(Location identification entries)
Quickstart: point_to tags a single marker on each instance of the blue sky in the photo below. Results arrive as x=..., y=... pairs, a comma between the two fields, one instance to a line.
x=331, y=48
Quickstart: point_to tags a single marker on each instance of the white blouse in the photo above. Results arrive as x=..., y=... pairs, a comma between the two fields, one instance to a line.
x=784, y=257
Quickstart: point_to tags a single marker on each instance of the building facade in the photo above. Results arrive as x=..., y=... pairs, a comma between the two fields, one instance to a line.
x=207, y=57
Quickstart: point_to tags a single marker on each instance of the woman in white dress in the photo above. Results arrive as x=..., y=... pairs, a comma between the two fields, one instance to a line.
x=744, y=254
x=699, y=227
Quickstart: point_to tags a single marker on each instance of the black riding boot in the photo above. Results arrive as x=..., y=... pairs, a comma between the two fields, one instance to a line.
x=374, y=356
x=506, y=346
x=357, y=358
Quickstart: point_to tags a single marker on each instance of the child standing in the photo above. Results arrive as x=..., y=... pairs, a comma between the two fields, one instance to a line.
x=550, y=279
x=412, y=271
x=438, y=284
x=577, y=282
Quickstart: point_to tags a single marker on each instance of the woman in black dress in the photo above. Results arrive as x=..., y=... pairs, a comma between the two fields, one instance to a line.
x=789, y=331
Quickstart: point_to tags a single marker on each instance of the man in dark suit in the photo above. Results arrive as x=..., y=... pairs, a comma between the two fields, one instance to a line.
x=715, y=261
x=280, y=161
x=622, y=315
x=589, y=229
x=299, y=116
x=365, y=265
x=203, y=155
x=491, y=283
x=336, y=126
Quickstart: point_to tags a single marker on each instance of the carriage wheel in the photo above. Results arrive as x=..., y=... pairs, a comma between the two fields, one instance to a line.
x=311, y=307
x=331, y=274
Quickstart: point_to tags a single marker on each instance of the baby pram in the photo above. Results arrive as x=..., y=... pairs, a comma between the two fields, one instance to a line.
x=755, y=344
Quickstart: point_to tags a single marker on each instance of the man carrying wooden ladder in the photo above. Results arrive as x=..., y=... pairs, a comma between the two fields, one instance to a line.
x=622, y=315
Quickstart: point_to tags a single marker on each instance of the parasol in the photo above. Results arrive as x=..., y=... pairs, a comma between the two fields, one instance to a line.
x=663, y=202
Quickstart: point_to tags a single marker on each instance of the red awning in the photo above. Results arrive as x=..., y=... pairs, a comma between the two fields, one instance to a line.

_Exercise objective_.
Reproduce all of the entries above word for word, line by line.

_Answer to this problem_.
Quickstart: point_to tags a single marker on each instance of the blue sky in the photo below. Results arrive as x=..., y=... pairs, a comma between the two fields, one instance to a line.
x=331, y=48
Quickstart: point_to tags a single marker on each instance of the white blouse in the photo above. Results arrive as x=..., y=... pairs, a comma between the two fields, one instance to a line.
x=784, y=257
Quickstart: point_to tags a single marker on each instance of the building facade in the photo above. Results arrive as x=..., y=... pairs, a comma between the two fields, one instance to a line.
x=207, y=57
Quickstart: point_to tags a single marker on each instance of the woman in white dress in the photo above. Results arrive as x=..., y=... pairs, a comma between the two fields, one instance to a line.
x=744, y=254
x=699, y=227
Quickstart: point_to tags a single marker on each instance of the black riding boot in the photo above. Results arrive as x=..., y=... pairs, a comma between the two fields, one instance to a line.
x=374, y=356
x=506, y=346
x=357, y=358
Quickstart: point_to tags a single marker on each instance of the child standing in the photo above. Results arrive as x=..., y=... pairs, a comma between the two fields, one instance to a line.
x=550, y=279
x=412, y=271
x=438, y=284
x=577, y=282
Quickstart: point_to tags a single marker on each instance of the woman in black dress in the photo above. Results arrive as x=..., y=... pairs, a comma between the two fields, one instance to a line.
x=789, y=331
Quickstart: point_to tags a single marker on each instance of the man in dark suit in the photo above. Results arrive as x=..., y=... pairs, a comma between the two fields, one instance to a line.
x=715, y=261
x=280, y=161
x=622, y=315
x=589, y=229
x=299, y=116
x=365, y=265
x=203, y=155
x=491, y=283
x=336, y=126
Quickstart: point_to tags a single marker on each instance of the carriage wheel in the photo above. Results arrive as x=..., y=... pairs, a comma between the two fields, one instance to a line.
x=311, y=307
x=331, y=274
Quickstart: point_to tags a single marker on each instance of the baby pram in the photo above. Results arrive as x=..., y=... pairs, a comma between the two fields, one instance to a line.
x=755, y=344
Quickstart: point_to tags a single marker on each instance of the man carrying wooden ladder in the photo above. Results arrive as x=..., y=... pairs, a comma between the two fields, one instance to a line.
x=622, y=315
Quickstart: point_to tags a single marker on each instance of the parasol in the photo above. Results arrive as x=..., y=... pairs, a comma between the two fields, one instance to a line.
x=663, y=202
Quickstart: point_to tags a single marker on each instance of the red awning in the photo above. Results arrive as x=..., y=... pairs, a comma between the two fields, one instance to a line.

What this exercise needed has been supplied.